--- begin ---
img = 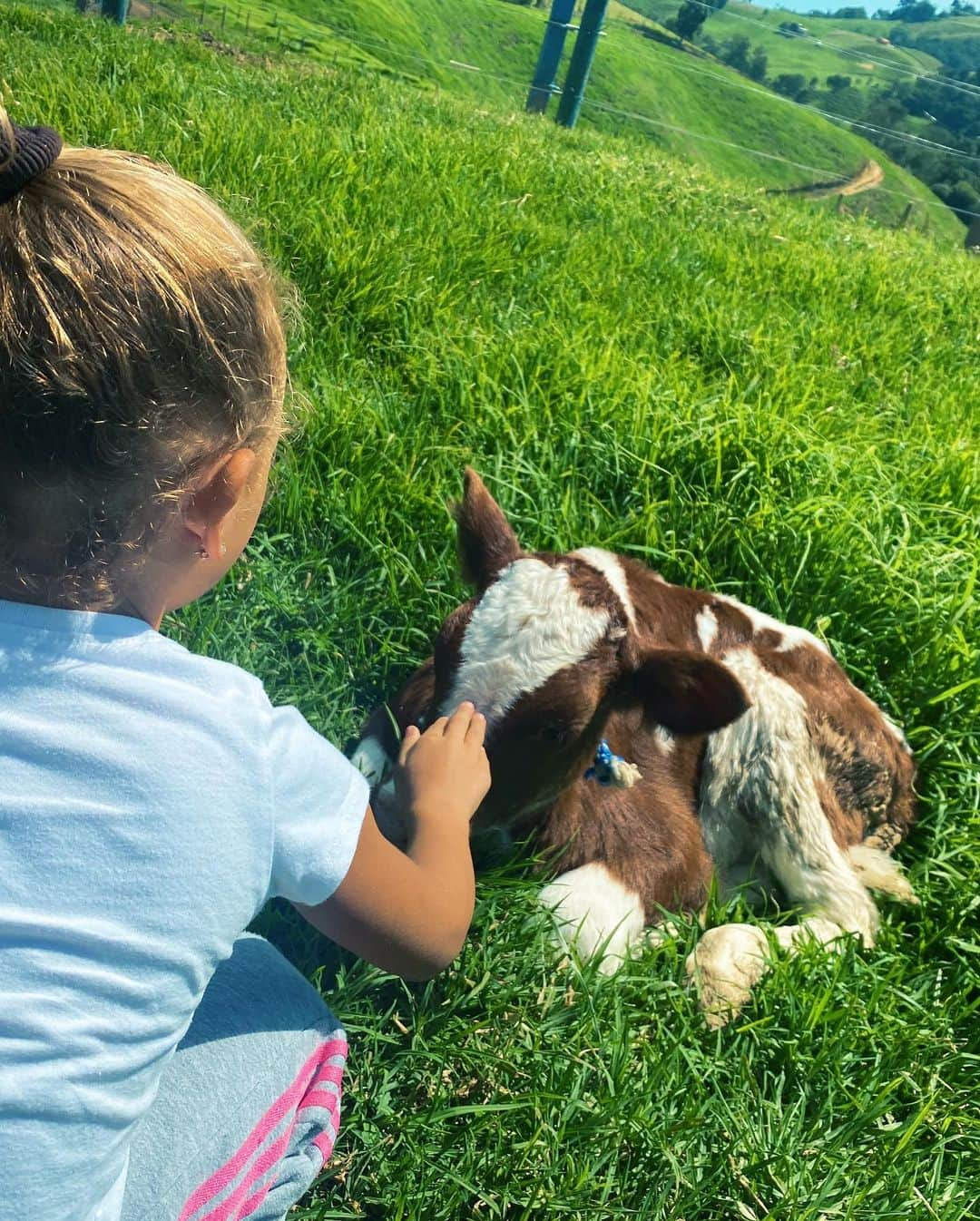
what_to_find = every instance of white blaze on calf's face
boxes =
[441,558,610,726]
--- end ---
--- begin ---
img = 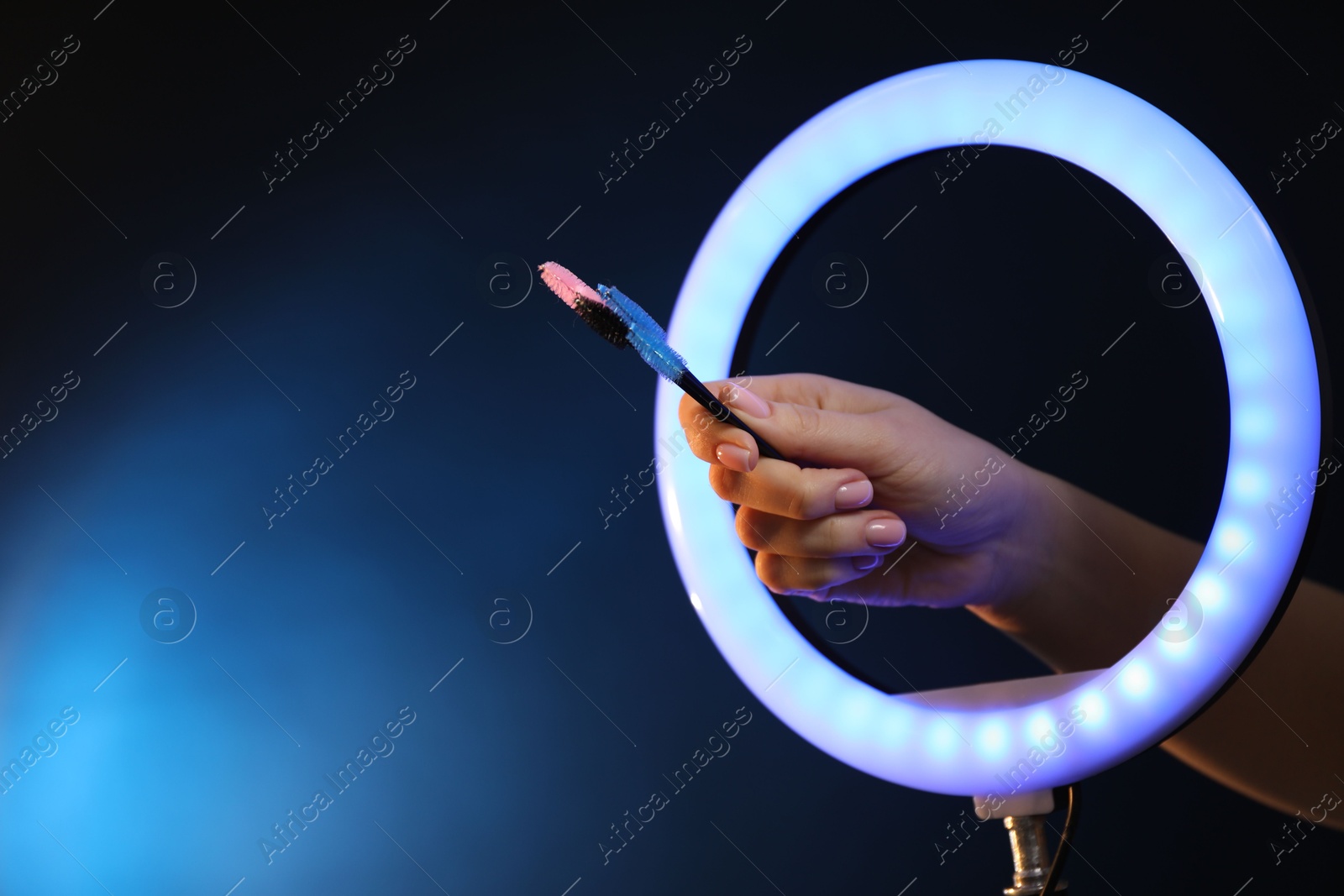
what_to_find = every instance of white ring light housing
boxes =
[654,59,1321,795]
--- end ---
◆ Given exercise
Find each line in the records that contains the word "every" with the same capitalization, and copy those lines out in full.

◆ Solution for this exercise
what_to_find = every instance of white blaze on calf's face
what_to_find = every instance of white ring light housing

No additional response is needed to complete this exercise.